### Dataset excerpts
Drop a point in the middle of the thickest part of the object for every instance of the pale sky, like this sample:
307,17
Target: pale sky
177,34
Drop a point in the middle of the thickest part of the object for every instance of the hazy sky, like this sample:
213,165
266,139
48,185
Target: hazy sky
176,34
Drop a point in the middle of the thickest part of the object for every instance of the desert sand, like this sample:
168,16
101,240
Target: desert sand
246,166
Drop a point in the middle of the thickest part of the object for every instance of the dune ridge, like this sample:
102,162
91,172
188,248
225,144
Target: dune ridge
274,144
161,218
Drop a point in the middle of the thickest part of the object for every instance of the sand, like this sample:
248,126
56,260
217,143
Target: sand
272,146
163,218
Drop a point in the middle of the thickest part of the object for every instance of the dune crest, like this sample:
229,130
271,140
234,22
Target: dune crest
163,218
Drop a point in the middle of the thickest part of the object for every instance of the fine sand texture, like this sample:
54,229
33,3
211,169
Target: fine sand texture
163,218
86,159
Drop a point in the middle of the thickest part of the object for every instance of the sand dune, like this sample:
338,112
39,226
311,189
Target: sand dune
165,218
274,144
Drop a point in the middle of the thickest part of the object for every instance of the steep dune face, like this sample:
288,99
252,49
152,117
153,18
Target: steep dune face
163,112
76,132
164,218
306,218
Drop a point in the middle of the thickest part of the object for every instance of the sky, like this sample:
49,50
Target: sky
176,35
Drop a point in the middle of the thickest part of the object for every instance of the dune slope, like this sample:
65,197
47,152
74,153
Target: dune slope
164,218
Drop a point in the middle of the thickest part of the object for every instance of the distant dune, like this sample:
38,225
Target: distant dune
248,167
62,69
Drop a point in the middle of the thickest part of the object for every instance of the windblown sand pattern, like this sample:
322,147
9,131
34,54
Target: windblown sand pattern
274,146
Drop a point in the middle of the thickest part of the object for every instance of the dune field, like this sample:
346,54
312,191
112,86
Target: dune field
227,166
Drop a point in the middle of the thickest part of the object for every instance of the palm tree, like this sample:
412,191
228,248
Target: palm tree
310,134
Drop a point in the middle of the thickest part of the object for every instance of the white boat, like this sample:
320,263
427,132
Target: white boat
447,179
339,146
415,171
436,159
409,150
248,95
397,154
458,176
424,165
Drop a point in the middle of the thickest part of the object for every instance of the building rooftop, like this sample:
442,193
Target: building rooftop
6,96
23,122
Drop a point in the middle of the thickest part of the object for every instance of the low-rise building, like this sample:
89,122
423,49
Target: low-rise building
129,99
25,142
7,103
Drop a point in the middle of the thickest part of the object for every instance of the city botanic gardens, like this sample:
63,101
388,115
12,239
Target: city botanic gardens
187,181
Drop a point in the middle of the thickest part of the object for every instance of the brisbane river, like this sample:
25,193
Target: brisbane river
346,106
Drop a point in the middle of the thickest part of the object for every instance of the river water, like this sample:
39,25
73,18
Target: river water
######
In the listing above, find the line with "of the building" and set down that line and all after it exactly, through the final line.

Written reply:
Drop a point in the middle of the thickest part of the object for every instance of the building rooftop, like this sample:
442,193
Target: building rooftop
6,96
23,122
Drop a point in the middle of the thickest part of the object for every instance of the low-rise building, like this sample:
89,122
423,49
Target: low-rise building
129,99
25,142
7,103
Drop a point in the middle of the thickest part of the object for every instance of the city botanic gardens, like this sample:
63,101
388,115
12,239
Target: city botanic gardens
187,181
Drop a point in the middle of the thickest part of the object for every instance of the brisbane river, like this sample:
25,193
Target: brisbane river
346,106
Drop a point in the middle of the thickest part of the object for every instance of the river water, like this sample:
39,25
73,18
Target: river water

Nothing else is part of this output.